### Trecho do documento:
Com o fim das restrições na pandemia, também houve uma mudança no consumo, apontam economistas. Recursos que antes eram direcionados somente para as compras no varejo passaram a ser divididos com gastos em serviços presenciais, como bares, restaurantes, hotéis e eventos.

"Há resquícios da saída da pandemia, o que está afetando positivamente os serviços. As pessoas agora estão consumindo mais serviços e menos bens", afirma Sergio Vale, economista-chefe da consultoria MB Associados.

"A gente também começa a ver uma demanda por crédito desaquecida em razão da alta dos juros. O comércio se ressente", diz.

Essa avaliação ganhou força nesta sexta-feira (14), após o IBGE informar que o volume de serviços prestados no país cresceu 0,7% em agosto, na comparação com julho. Foi o quarto mês seguido de alta.

O avanço superou as projeções do mercado financeiro. Analistas consultados pela agência Reuters esperavam ganho de 0,2%. Com o novo resultado, o setor ficou 10,1% acima do patamar pré-pandemia, registrado em fevereiro de 2020.

Segundo o IBGE, esse desempenho foi puxado por serviços mais voltados a empresas e que tiveram a demanda aquecida mesmo na crise sanitária. É o caso do transporte de cargas e de informação e comunicação.

Com a trégua da Covid-19, atividades presenciais também passaram a contribuir mais para o avanço do setor. Os serviços prestados às famílias, por exemplo, que reúnem bares, restaurantes e hotéis, cresceram em agosto (1%) pelo sexto mês consecutivo.

### Tarefas:
a: Indique se cada afirmação abaixo está de acordo com o trecho sobre os serviços, respondendo sim ou não e citando literalmente as palavras do trecho que decidem a questão. (i) O volume de serviços cresceu 0,7% em agosto em relação a julho. (ii) Analistas consultados pela Reuters esperavam um ganho de 0,5%. (iii) Os serviços prestados às famílias cresceram em agosto pelo quarto mês consecutivo.
b: Devolva, sem nenhuma alteração, a parte do trecho sobre os serviços que começa com as palavras que contêm "Essa avaliação ganhou" e termina com "fevereiro de 2020.".
Baseie-se somente no trecho sobre os serviços.

### Informações fornecidas:
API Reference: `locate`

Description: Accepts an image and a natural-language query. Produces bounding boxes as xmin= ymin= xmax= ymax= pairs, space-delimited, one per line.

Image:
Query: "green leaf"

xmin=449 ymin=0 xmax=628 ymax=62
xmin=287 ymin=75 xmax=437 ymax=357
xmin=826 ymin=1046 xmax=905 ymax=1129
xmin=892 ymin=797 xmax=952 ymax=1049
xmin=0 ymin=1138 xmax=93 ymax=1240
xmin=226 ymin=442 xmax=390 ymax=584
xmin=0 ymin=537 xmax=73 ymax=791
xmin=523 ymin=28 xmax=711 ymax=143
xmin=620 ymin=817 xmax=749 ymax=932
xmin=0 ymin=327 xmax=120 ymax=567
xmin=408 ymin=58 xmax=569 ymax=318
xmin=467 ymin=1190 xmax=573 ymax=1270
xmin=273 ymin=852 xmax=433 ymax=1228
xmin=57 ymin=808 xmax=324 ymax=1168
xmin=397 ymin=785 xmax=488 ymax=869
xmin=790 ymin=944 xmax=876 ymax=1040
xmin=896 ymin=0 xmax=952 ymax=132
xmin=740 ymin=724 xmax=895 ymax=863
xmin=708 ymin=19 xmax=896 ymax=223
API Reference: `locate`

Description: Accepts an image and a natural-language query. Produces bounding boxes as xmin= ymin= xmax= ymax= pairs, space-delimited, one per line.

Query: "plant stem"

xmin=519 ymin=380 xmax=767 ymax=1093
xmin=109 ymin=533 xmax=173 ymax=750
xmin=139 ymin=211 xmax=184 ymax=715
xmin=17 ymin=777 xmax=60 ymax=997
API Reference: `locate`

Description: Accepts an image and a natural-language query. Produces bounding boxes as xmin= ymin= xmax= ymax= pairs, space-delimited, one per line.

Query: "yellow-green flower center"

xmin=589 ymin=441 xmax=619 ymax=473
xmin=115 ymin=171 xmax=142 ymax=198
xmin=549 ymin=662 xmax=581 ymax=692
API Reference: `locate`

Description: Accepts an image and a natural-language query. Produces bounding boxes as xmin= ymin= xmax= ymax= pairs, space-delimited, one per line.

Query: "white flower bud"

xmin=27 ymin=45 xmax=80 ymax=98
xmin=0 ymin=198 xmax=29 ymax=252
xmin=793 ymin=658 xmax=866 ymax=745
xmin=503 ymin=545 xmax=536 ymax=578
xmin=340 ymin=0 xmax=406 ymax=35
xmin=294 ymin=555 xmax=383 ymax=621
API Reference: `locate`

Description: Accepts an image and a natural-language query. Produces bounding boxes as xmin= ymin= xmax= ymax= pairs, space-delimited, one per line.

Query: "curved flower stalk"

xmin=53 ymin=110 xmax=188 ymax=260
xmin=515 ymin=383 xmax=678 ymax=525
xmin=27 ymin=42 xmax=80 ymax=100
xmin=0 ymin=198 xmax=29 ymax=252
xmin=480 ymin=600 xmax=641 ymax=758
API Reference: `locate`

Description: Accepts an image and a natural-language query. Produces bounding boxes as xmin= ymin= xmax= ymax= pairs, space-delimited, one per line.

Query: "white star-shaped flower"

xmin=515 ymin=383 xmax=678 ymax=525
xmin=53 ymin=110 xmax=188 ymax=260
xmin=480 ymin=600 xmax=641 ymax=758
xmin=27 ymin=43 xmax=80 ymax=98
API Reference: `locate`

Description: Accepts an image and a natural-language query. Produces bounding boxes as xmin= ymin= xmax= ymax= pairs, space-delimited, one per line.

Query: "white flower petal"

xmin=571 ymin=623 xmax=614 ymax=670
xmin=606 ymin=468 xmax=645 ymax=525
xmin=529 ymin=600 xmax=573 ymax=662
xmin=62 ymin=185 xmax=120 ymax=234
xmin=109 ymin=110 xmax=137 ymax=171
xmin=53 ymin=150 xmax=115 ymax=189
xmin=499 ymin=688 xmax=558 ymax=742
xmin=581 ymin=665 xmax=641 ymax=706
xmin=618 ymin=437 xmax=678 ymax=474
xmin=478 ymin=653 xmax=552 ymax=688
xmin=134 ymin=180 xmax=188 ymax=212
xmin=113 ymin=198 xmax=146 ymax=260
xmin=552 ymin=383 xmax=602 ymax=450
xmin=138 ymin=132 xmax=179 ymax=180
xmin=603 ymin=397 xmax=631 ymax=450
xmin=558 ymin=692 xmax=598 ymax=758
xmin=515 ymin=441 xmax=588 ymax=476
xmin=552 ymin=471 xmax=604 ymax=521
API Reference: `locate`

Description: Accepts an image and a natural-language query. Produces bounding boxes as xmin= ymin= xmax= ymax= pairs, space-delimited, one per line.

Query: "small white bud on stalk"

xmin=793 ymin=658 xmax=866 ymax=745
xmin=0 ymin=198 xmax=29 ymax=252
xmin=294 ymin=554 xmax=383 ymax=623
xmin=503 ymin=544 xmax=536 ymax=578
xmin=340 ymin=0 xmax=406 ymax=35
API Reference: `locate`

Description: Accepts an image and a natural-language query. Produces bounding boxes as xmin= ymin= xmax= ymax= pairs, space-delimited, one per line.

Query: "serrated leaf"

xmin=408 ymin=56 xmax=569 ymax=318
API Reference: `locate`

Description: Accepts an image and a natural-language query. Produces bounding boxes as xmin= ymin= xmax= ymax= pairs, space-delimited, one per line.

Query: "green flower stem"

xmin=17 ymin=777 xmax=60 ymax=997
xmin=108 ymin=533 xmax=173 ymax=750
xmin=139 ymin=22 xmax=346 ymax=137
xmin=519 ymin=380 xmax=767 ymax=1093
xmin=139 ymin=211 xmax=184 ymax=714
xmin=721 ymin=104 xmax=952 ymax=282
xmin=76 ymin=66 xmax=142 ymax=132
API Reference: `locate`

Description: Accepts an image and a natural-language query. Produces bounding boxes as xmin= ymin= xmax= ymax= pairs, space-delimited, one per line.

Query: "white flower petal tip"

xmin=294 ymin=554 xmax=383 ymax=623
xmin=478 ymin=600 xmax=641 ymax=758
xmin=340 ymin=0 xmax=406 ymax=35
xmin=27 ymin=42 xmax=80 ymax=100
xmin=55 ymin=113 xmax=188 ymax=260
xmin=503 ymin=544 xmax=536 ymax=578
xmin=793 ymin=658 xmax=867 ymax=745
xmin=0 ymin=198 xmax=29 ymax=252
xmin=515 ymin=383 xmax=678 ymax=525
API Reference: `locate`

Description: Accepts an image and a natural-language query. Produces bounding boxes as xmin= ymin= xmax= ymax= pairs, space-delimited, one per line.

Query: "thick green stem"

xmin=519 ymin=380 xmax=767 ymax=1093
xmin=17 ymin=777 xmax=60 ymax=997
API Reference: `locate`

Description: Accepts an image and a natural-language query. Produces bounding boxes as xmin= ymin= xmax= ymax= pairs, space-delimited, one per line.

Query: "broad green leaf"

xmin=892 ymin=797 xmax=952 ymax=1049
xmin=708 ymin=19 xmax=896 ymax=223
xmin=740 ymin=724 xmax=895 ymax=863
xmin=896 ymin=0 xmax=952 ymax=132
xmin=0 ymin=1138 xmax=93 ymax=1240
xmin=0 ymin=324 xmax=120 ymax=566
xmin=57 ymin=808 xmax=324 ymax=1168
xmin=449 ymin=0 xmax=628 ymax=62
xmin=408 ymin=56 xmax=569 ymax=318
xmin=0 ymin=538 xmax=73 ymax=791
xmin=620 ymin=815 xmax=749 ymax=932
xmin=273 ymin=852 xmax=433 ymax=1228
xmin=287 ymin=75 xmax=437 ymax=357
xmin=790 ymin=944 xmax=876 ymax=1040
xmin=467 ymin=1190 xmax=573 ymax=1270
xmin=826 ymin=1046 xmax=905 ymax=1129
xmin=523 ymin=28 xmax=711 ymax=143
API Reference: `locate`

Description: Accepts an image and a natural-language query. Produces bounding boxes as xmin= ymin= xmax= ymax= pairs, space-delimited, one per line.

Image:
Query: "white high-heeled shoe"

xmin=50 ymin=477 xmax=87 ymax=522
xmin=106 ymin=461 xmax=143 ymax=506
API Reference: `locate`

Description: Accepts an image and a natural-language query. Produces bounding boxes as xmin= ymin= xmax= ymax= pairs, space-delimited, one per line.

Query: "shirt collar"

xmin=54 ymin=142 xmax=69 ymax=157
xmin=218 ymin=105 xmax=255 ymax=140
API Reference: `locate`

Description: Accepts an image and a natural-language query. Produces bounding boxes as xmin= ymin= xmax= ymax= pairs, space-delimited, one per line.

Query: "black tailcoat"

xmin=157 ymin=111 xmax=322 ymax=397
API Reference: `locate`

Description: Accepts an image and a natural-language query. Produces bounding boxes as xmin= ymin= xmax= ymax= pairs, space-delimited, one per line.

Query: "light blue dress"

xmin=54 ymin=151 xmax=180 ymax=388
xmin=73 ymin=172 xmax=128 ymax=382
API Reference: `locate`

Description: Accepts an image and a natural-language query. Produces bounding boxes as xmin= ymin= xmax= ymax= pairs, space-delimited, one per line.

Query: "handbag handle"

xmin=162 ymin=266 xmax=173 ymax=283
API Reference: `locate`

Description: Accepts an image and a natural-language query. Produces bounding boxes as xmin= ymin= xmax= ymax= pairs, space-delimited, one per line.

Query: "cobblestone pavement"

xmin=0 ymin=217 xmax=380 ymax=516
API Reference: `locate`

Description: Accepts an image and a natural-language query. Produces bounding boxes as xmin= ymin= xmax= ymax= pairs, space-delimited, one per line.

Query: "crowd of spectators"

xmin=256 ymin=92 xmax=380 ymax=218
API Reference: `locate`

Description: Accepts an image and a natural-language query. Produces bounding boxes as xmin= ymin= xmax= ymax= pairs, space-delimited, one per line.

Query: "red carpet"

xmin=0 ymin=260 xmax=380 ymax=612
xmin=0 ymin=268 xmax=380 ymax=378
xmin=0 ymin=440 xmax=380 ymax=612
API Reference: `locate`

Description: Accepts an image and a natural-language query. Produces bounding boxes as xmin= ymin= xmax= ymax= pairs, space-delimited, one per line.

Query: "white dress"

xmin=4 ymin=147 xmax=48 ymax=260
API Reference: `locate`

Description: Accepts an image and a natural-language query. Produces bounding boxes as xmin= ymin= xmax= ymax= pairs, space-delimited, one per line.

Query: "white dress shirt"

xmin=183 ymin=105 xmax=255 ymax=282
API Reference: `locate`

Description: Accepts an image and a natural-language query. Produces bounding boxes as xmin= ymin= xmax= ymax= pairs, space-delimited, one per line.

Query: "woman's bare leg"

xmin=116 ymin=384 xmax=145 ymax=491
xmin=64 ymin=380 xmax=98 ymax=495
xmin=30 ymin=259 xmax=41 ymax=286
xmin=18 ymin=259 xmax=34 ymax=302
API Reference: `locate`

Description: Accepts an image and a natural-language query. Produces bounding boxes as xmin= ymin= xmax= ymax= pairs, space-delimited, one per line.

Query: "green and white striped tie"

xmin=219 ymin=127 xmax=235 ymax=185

### Respostas fornecidas:
a:
(i) Sim: "o volume de serviços prestados no país cresceu 0,7% em agosto, na comparação com julho"
(ii) Não: "Analistas consultados pela agência Reuters esperavam ganho de 0,2%."
(iii) Não: "cresceram em agosto (1%) pelo sexto mês consecutivo"

b:
Essa avaliação ganhou força nesta sexta-feira (14), após o IBGE informar que o volume de serviços prestados no país cresceu 0,7% em agosto, na comparação com julho. Foi o quarto mês seguido de alta.

O avanço superou as projeções do mercado financeiro. Analistas consultados pela agência Reuters esperavam ganho de 0,2%. Com o novo resultado, o setor ficou 10,1% acima do patamar pré-pandemia, registrado em fevereiro de 2020.